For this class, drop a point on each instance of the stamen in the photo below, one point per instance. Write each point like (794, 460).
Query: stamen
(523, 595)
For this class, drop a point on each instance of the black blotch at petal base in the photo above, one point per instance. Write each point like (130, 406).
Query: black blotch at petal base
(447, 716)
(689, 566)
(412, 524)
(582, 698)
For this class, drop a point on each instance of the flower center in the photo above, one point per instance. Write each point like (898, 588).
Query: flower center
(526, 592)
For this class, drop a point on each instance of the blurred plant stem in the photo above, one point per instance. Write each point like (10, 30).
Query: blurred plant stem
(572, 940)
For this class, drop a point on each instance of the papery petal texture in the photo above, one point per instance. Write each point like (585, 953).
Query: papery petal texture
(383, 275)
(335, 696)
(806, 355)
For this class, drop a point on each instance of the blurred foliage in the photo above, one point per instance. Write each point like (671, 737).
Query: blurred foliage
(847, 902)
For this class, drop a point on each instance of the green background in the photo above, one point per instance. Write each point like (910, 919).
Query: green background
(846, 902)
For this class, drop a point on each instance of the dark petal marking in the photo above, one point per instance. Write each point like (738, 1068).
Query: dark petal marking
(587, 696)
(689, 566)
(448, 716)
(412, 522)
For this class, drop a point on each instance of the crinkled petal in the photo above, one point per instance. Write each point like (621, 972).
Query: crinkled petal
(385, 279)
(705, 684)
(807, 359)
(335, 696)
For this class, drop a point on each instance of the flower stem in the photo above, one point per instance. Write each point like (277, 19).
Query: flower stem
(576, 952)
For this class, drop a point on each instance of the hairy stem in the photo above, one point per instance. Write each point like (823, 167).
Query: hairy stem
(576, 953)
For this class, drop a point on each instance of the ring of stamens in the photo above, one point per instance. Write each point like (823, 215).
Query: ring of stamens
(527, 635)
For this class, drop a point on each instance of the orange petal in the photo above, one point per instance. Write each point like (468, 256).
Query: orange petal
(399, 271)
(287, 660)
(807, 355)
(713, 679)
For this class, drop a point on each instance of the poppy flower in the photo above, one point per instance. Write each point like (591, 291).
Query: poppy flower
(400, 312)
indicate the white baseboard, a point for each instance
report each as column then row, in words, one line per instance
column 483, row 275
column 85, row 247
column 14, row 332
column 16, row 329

§ **Given instruction**: Rewrite everything from the line containing "like (671, 737)." down through the end of the entries, changing "drop a point" to "place a marker" and leaving the rest untouched.

§ **Written solution**:
For this class, place a marker on each instance of the blurred foliage in the photo above, one point per instance. Write each point like (671, 737).
Query: blurred foliage
(847, 902)
For this class, place a marker on each instance of the green background in the photo above, one point per instance. Write each point like (910, 919).
Query: green background
(846, 902)
For this class, place a marker on each instance of the dark petal marking in the photo above, one point per instance. Write each point like (738, 1068).
Query: dark petal marking
(587, 696)
(689, 566)
(448, 716)
(412, 522)
For this class, place a marker on each instance of the crinkled petal in the photo above, one point per instance. Write each point like (621, 972).
Query: crinkled petal
(385, 279)
(705, 684)
(807, 359)
(335, 696)
For this class, place a marker on each instance of the flower stem in the photo above, one point per instance. Write each point like (277, 19).
Query: flower stem
(576, 952)
For this class, place a marker on each instance of the hairy stem in the photo above, one point per instance. Write each point like (823, 167).
Query: hairy stem
(576, 953)
For this class, place a marker on each instance of the ring of stamens in the photo above, one point per instance. Write each point like (823, 215).
Query: ring of stamens
(527, 635)
For this class, place a marker on each instance of the orange petal in the photo above, one point per instance. Write each point like (468, 256).
Query: orange petal
(399, 271)
(287, 660)
(807, 355)
(713, 679)
For this class, place a marker on each instance of the poppy flower in the photo above, one point per instance. Write each point like (591, 291).
Query: poppy flower
(400, 312)
indicate the white baseboard, a point for each instance
report each as column then row, in words, one line per instance
column 483, row 275
column 85, row 247
column 14, row 332
column 16, row 329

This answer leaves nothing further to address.